Problem to work on – Set down the records that follow in full and without changes.

Available data –
▬▬▬
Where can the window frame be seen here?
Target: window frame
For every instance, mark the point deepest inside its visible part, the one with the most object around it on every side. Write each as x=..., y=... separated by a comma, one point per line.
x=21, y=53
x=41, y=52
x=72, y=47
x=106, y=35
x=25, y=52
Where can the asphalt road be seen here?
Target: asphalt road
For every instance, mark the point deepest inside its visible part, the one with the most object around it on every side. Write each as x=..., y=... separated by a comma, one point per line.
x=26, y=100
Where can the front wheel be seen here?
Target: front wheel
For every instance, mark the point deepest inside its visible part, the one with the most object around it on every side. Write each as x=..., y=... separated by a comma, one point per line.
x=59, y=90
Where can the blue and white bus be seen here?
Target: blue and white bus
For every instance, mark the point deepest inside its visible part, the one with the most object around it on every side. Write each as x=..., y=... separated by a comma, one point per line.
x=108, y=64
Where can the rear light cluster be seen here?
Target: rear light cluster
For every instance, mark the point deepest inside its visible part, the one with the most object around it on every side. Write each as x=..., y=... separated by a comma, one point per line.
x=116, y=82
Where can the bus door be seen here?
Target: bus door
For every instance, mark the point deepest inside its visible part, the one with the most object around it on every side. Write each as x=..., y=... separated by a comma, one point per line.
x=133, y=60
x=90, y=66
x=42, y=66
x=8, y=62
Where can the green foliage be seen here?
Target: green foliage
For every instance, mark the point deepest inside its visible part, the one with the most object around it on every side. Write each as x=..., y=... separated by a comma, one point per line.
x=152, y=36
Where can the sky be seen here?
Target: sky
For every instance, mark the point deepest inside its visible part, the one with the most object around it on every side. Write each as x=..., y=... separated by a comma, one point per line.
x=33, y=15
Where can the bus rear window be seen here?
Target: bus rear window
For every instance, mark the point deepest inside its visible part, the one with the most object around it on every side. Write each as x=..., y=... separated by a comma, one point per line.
▬▬▬
Problem solution –
Where can the window frame be seen here?
Target: window frame
For every instance, mark the point deepest inside its visible part, the one with the most object around it on every side. Write each as x=..., y=... separated by a comma, one point per line.
x=21, y=53
x=41, y=52
x=72, y=47
x=106, y=35
x=25, y=52
Where can the asphalt road be seen here?
Target: asphalt road
For every instance, mark the point deepest inside its visible part, the one with the most object around it on every side. Write each as x=..., y=... separated by a comma, one point per line.
x=26, y=100
Where can the front wheel be seen here?
Target: front wheel
For every instance, mark the point deepest inside its visible part, the one with the most object around it on every side. Write each as x=..., y=... separated by a comma, one point per line.
x=59, y=90
Where can the blue and white bus be seen here?
Target: blue and white bus
For every instance, mark the point deepest inside its visible part, the one with the most object around it on every side. Write each as x=..., y=... separated by a comma, one point per line.
x=108, y=64
Where can the rear light cluster be seen here?
Target: rear light cluster
For every instance, mark the point deepest inside its visible part, the one with the most object around it on every side. Write each as x=..., y=... separated by a comma, one point per line.
x=116, y=82
Where can the bus door be seen here?
Target: bus door
For every instance, mark the point deepest inside its visible part, the one with the most object around it on every side. Write each as x=..., y=... separated by a comma, one point per line.
x=133, y=60
x=90, y=66
x=42, y=66
x=8, y=62
Where can the green foliage be seen here?
Target: green foliage
For every instance, mark the point deepest inside its visible part, the one with the most object around it on every side. Write each as x=..., y=... separated by a comma, one point per line.
x=152, y=36
Where can the sky be seen here?
Target: sky
For every instance, mark the point deepest inside its visible part, the one with the most object around it on every side. Write each as x=..., y=... separated by a comma, one point per line.
x=33, y=15
Where can the bus rear window be seen here?
Target: bus rear window
For every instance, mark the point deepest inside its visible part, the one with the most object around it on every side. Write each as x=..., y=... separated by a comma, one point per line.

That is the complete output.